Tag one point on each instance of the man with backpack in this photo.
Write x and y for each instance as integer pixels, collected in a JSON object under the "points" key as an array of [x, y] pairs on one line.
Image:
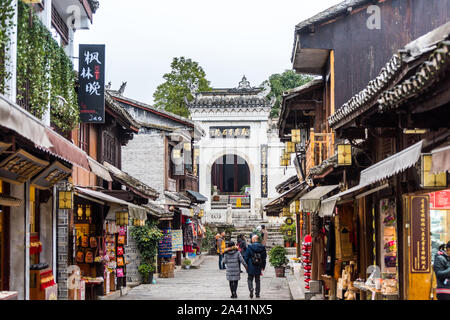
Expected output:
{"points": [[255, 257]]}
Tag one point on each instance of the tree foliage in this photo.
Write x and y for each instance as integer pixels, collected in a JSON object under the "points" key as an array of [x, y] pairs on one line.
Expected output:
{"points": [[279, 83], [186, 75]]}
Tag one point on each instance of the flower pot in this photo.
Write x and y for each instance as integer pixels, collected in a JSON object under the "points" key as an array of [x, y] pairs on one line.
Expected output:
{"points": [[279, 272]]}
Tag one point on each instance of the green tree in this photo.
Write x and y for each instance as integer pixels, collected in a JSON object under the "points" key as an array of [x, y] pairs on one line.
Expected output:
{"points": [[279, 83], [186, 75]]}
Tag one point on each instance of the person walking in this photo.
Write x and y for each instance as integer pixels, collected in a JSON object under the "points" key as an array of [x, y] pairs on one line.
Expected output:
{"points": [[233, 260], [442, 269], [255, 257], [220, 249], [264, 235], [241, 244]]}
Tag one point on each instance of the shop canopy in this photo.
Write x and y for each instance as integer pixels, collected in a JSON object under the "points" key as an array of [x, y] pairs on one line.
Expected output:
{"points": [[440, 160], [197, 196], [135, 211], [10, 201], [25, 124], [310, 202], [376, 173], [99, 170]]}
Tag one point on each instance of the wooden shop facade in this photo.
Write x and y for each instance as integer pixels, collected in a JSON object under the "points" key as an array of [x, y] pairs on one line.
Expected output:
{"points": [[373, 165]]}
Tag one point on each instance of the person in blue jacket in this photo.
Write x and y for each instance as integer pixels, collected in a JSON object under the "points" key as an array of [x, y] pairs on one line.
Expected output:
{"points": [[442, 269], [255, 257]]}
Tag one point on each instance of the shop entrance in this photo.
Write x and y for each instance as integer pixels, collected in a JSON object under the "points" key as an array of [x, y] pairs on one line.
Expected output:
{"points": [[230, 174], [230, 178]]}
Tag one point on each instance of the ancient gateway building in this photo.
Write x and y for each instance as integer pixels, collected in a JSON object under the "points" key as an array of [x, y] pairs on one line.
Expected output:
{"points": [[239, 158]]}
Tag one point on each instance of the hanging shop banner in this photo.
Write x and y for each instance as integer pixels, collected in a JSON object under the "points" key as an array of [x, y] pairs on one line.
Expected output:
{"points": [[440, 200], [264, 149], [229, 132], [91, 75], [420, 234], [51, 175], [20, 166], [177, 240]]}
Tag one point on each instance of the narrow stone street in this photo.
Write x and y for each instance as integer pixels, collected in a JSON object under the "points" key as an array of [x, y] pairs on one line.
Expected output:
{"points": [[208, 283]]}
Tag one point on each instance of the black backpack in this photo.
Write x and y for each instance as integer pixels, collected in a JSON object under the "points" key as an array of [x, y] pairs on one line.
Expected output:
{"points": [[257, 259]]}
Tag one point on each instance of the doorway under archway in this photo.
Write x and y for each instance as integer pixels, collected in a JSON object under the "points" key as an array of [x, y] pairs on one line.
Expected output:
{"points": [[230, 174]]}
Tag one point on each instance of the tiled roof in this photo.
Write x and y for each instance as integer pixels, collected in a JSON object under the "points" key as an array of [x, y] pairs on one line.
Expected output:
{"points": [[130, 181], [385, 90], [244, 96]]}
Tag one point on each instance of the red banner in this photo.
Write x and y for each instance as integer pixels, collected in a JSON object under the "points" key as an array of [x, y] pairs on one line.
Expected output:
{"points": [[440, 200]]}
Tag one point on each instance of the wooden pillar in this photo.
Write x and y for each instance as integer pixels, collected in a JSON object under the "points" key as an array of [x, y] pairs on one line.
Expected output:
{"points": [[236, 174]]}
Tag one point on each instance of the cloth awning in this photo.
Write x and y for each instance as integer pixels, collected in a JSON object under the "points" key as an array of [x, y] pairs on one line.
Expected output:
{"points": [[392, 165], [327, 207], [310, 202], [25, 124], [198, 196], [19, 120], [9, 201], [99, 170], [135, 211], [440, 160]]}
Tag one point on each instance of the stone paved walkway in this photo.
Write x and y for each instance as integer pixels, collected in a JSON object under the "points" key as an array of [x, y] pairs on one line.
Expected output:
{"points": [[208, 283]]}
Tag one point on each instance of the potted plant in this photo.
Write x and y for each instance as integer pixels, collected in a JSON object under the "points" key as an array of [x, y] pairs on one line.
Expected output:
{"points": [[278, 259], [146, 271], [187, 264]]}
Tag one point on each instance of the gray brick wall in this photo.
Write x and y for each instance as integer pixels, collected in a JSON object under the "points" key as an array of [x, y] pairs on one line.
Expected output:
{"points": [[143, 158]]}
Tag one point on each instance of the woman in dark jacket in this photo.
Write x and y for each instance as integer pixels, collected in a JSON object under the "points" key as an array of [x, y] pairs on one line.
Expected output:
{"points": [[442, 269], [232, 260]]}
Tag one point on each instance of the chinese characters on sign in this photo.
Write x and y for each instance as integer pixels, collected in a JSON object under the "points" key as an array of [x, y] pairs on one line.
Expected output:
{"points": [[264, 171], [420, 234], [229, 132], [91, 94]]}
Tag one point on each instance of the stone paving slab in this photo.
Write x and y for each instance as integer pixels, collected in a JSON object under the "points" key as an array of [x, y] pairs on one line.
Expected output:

=-=-=

**Problem to solve**
Take the line in which "Tag one point on each instance of the cloth" occurs and each subsequent line through the end; give these lines again without alteration.

**Exercise answer**
Tag one point on each instance of the cloth awning in this photo.
Write x and y for each instance as integer pixels, collected in a JSON object under the "points" key as an array of [x, y] pairs on one line.
Expected output:
{"points": [[392, 165], [327, 207], [310, 202], [25, 124], [198, 196], [19, 120], [9, 201], [99, 170], [135, 211], [440, 160]]}
Tag one point on each instance of the stone paved walkway in this photo.
Write x and y for each instance as integer pixels, collected in a JSON object under the "points" key as an array of [x, y] pairs on one line.
Expected output:
{"points": [[208, 283]]}
Tag one point on each instance of the potted plant in this photo.
Write x and y for each instance as integer pixels, collected in a JSON object under the "points" key as an array of [x, y] pairs on one line.
Expected output:
{"points": [[278, 259], [146, 271], [187, 264]]}
Tag one point on each instance of the gray brick wall in this photo.
Write x and y for each instance as integer pixels, collected in a JSON object under the "points" key as an array of [x, y] pairs on one line.
Expected output:
{"points": [[143, 158]]}
Tag one point on each instance of the woman in dark jacket in this photo.
Write x and y for each instance as integer pixels, collected in a JSON object under the "points" key as an array of [x, y] pairs on one line.
Expected output:
{"points": [[442, 269], [232, 260]]}
Tag one point on each instance of the chinese characters on sign in this photo.
Write x and y for each instance as integer pixels, collected in a JSON object under the "points" key as an array of [x, y] pairs on one line.
Expected output:
{"points": [[264, 171], [420, 234], [229, 132], [91, 94]]}
Tag one point on each instance of the stone paving slab in this photo.
Write x and y for each instance as integer pixels, collected in a JSON object under the "points" key as an array of [x, y] pairs on one line.
Expected output:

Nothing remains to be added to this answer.